(INSTRUCTIONS)
(1) Answer these from the tangent solution below, labeling each answer (a), (b) or (c) to match:
(a) At which points does the curve have horizontal tangents?
(b) Which values of θ solve dy/dθ = 0?
(c) What does the solution say about vertical tangents?
(2) In the tangent solution below, restate the paragraph beginning "The curve has a horizontal tangent when" as a short list of conditions.
(3) Extend the tangent solution below, picking up right after its final sentence.
BEGIN PASSAGE PROVIDED
Answer
Horizontal tangents at $\left(\frac{1}{2},-1\right)$, $\left(-\frac{1}{2},1\right)$
No vertical tangents
Work Step by Step
$x$ = $\theta\cos\theta$
$y$ = $\cos3\theta$
$\frac{dy}{d\theta}$ = $-3\sin3\theta$
$\frac{dy}{dθ}$ = $0$
$-3\sin3\theta$ = $0$
$3\theta$ = $0, \pi, 2\pi, 3\pi$
$\theta$ = $0$, $\frac{\pi}{3}$, $\frac{2\pi}{3}$, $\pi$
$(x,y)$ = $(1,1)$, $\left(\frac{1}{2},-1\right)$, $\left(-\frac{1}{2},1\right)$, $(-1,-1)$
$\frac{dx}{d\theta}$ = $-\sin\theta$
$\frac{dx}{d\theta}$ = $0$
$-\sin\theta$ = $0$
$\theta$ = $0, \pi$
$(x,y)$ = $(1,1)$, $(-1,-1)$
The curve has a horizontal tangent when $\frac{dy}{dx}=0$, that is, when $\frac{dy}{d\theta}=0$ and $\frac{dx}{d\theta}\not=0$.
END PASSAGE PROVIDED
BEGIN INFORMATION SHOWN
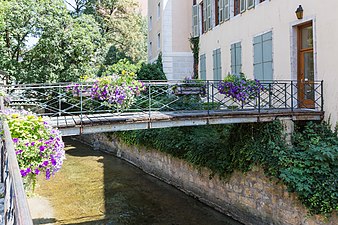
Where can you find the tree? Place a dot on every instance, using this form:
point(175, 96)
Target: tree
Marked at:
point(123, 28)
point(67, 47)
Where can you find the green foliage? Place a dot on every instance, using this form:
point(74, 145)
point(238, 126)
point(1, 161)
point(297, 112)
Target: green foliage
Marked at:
point(122, 26)
point(309, 168)
point(122, 65)
point(66, 47)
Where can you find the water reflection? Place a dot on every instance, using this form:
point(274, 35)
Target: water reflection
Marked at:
point(96, 188)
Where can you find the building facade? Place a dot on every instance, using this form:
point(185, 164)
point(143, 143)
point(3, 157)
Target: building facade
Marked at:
point(265, 40)
point(169, 30)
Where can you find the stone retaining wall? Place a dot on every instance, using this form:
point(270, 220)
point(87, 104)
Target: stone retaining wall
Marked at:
point(250, 198)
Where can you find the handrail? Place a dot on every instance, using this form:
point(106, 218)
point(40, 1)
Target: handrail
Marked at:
point(57, 100)
point(16, 205)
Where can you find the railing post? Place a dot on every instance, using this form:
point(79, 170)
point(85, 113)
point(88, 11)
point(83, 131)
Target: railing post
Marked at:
point(322, 95)
point(208, 96)
point(270, 96)
point(149, 100)
point(81, 108)
point(59, 94)
point(259, 101)
point(292, 95)
point(285, 93)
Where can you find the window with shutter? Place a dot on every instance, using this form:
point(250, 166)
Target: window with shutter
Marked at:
point(221, 10)
point(217, 67)
point(263, 60)
point(226, 9)
point(204, 16)
point(203, 67)
point(216, 3)
point(237, 9)
point(209, 21)
point(195, 20)
point(243, 5)
point(250, 4)
point(236, 58)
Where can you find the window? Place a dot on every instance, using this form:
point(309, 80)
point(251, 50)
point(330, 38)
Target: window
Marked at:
point(195, 21)
point(158, 10)
point(243, 5)
point(209, 21)
point(204, 21)
point(150, 25)
point(237, 7)
point(236, 58)
point(263, 57)
point(158, 41)
point(150, 49)
point(217, 66)
point(250, 4)
point(226, 9)
point(217, 7)
point(203, 67)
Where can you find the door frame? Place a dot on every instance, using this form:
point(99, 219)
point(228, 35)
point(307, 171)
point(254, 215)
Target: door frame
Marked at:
point(301, 82)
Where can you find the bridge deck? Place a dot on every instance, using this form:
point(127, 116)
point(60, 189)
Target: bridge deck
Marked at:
point(108, 122)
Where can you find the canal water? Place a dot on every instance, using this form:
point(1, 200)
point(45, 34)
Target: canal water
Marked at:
point(98, 188)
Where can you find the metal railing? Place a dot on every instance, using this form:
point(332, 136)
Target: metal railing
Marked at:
point(16, 210)
point(57, 100)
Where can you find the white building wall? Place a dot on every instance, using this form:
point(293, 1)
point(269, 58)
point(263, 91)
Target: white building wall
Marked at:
point(279, 17)
point(177, 61)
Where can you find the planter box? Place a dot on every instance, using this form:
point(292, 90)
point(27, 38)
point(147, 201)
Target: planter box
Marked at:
point(189, 90)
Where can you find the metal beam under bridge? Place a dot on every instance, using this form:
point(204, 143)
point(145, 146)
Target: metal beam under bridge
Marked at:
point(99, 123)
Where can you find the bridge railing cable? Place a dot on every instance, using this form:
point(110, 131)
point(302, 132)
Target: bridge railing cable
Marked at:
point(16, 210)
point(71, 99)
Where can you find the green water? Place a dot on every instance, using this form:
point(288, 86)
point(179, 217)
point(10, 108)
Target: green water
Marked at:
point(97, 188)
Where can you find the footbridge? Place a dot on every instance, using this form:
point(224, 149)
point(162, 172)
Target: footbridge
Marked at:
point(167, 104)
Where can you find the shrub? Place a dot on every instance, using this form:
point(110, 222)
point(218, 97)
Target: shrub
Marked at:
point(240, 88)
point(115, 90)
point(39, 147)
point(309, 168)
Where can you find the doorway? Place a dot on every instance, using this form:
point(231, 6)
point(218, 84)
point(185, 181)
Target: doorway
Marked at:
point(305, 74)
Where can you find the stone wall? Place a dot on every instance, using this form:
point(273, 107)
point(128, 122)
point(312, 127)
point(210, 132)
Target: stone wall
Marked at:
point(250, 198)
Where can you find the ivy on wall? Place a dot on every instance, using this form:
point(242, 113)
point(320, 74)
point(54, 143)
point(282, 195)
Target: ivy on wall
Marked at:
point(309, 168)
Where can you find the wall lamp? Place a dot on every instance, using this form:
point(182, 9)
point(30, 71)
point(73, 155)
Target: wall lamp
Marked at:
point(299, 12)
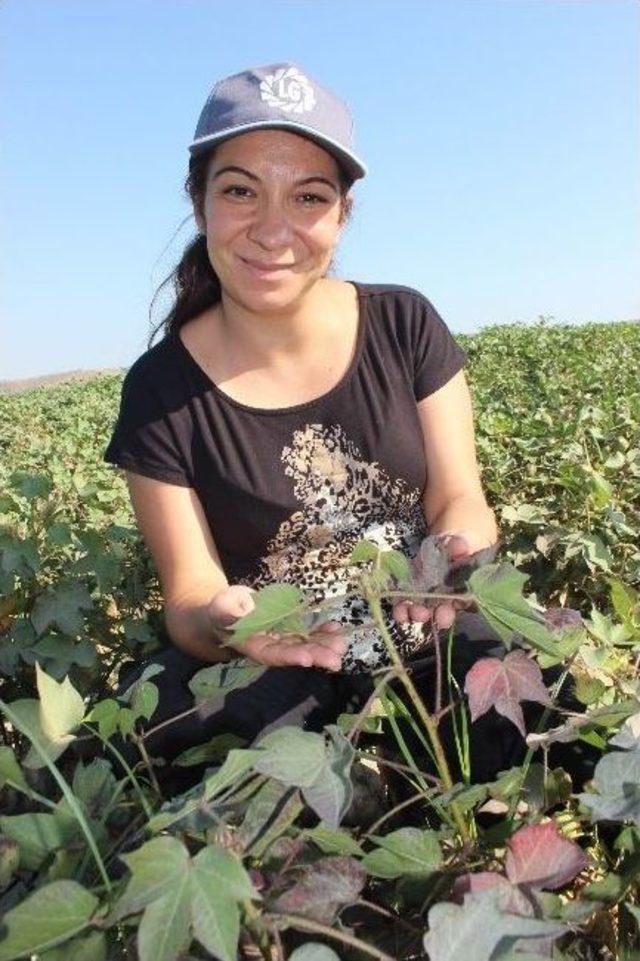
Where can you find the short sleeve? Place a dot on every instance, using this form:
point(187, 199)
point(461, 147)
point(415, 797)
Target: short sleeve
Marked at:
point(436, 354)
point(146, 439)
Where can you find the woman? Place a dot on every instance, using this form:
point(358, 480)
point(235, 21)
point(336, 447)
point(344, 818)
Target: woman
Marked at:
point(286, 415)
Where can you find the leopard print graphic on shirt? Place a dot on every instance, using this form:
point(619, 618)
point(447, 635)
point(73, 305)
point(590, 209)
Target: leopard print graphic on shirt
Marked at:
point(343, 499)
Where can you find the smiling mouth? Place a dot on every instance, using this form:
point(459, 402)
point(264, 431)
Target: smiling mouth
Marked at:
point(265, 268)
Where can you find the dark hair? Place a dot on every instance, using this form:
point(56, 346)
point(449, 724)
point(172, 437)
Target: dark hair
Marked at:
point(195, 284)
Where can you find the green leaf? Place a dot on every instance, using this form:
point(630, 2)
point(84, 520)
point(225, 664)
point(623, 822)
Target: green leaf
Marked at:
point(331, 793)
point(163, 933)
point(313, 951)
point(236, 765)
point(31, 486)
point(291, 755)
point(475, 930)
point(278, 607)
point(9, 861)
point(94, 785)
point(333, 841)
point(92, 947)
point(406, 851)
point(38, 835)
point(214, 750)
point(61, 707)
point(150, 671)
point(363, 551)
point(212, 684)
point(10, 770)
point(222, 870)
point(105, 715)
point(28, 715)
point(178, 893)
point(154, 868)
point(497, 590)
point(62, 606)
point(596, 553)
point(625, 600)
point(271, 811)
point(397, 565)
point(52, 914)
point(144, 700)
point(616, 780)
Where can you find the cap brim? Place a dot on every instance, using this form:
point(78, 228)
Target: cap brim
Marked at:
point(352, 164)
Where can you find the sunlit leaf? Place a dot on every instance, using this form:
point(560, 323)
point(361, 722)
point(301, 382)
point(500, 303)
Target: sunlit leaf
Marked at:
point(278, 607)
point(53, 913)
point(409, 851)
point(323, 888)
point(503, 684)
point(497, 590)
point(476, 929)
point(291, 755)
point(62, 606)
point(538, 856)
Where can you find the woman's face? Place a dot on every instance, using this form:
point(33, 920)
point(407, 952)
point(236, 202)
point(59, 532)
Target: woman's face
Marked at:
point(272, 217)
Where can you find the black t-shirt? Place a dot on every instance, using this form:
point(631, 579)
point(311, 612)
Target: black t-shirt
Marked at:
point(288, 492)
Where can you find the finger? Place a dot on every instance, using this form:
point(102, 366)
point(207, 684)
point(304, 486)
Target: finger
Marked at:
point(458, 548)
point(336, 643)
point(325, 656)
point(444, 616)
point(401, 611)
point(329, 627)
point(419, 613)
point(234, 603)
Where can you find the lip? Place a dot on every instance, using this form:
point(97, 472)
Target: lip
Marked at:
point(260, 268)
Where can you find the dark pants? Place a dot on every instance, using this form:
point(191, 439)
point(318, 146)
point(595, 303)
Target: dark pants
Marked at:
point(311, 698)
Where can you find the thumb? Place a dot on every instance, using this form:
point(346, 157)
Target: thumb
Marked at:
point(458, 547)
point(232, 603)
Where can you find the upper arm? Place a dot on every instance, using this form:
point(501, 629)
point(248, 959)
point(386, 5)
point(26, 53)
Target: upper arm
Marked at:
point(175, 529)
point(446, 418)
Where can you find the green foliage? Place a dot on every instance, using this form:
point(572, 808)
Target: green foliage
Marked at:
point(96, 864)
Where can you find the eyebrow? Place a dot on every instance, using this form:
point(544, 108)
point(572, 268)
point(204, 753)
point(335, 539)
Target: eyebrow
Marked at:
point(232, 168)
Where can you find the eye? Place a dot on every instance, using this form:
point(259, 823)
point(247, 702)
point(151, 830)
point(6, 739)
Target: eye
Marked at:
point(237, 190)
point(310, 200)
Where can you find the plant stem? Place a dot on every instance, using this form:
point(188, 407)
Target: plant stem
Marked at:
point(139, 742)
point(171, 720)
point(364, 712)
point(144, 804)
point(18, 723)
point(375, 827)
point(430, 725)
point(316, 927)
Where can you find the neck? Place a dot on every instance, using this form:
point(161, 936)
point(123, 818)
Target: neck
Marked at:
point(293, 332)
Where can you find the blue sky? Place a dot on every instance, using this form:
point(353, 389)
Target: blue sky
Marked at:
point(501, 136)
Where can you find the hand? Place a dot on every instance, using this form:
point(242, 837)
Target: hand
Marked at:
point(442, 614)
point(326, 650)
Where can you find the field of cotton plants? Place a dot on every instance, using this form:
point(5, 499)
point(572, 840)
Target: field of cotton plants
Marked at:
point(375, 838)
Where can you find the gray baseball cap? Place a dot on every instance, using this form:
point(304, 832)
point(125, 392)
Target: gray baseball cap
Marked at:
point(279, 95)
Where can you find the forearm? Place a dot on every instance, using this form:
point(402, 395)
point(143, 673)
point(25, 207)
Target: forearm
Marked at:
point(190, 627)
point(467, 514)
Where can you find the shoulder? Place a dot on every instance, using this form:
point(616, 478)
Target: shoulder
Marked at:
point(151, 369)
point(396, 297)
point(405, 309)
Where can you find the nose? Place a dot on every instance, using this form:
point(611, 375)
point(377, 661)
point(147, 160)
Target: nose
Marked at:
point(270, 227)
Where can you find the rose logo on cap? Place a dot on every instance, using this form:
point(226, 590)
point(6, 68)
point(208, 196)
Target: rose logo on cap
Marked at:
point(288, 90)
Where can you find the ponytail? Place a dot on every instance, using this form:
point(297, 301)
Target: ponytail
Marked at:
point(195, 283)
END INFORMATION SHOWN
(EXERCISE RESPONSES)
(1)
(a) At $\left(\frac{1}{2},-1\right)$ and $\left(-\frac{1}{2},1\right)$.
(b) $\theta$ = $0$, $\frac{\pi}{3}$, $\frac{2\pi}{3}$, $\pi$.
(c) There are no vertical tangents.

(2)
A horizontal tangent requires:
- $\frac{dy}{dx}=0$
- $\frac{dy}{d\theta}=0$
- $\frac{dx}{d\theta}\not=0$

(3)
The slope when $\theta$ = $0$
$\lim\limits_{\theta \to 0}{\frac{dy}{dx}}$ = $\lim\limits_{\theta \to 0}{\frac{-3\sin3\theta}{-\sin\theta}}$ = $\lim\limits_{\theta \to 0}{\frac{-9\cos3\theta}{-\cos\theta}}$ = $9$
The curve has horizontal tangents at $\left(\frac{1}{2},-1\right)$, $\left(-\frac{1}{2},1\right)$
The curve has a vertical tangent when $\frac{dx}{d\theta}=0$.
There are no vertical tangents.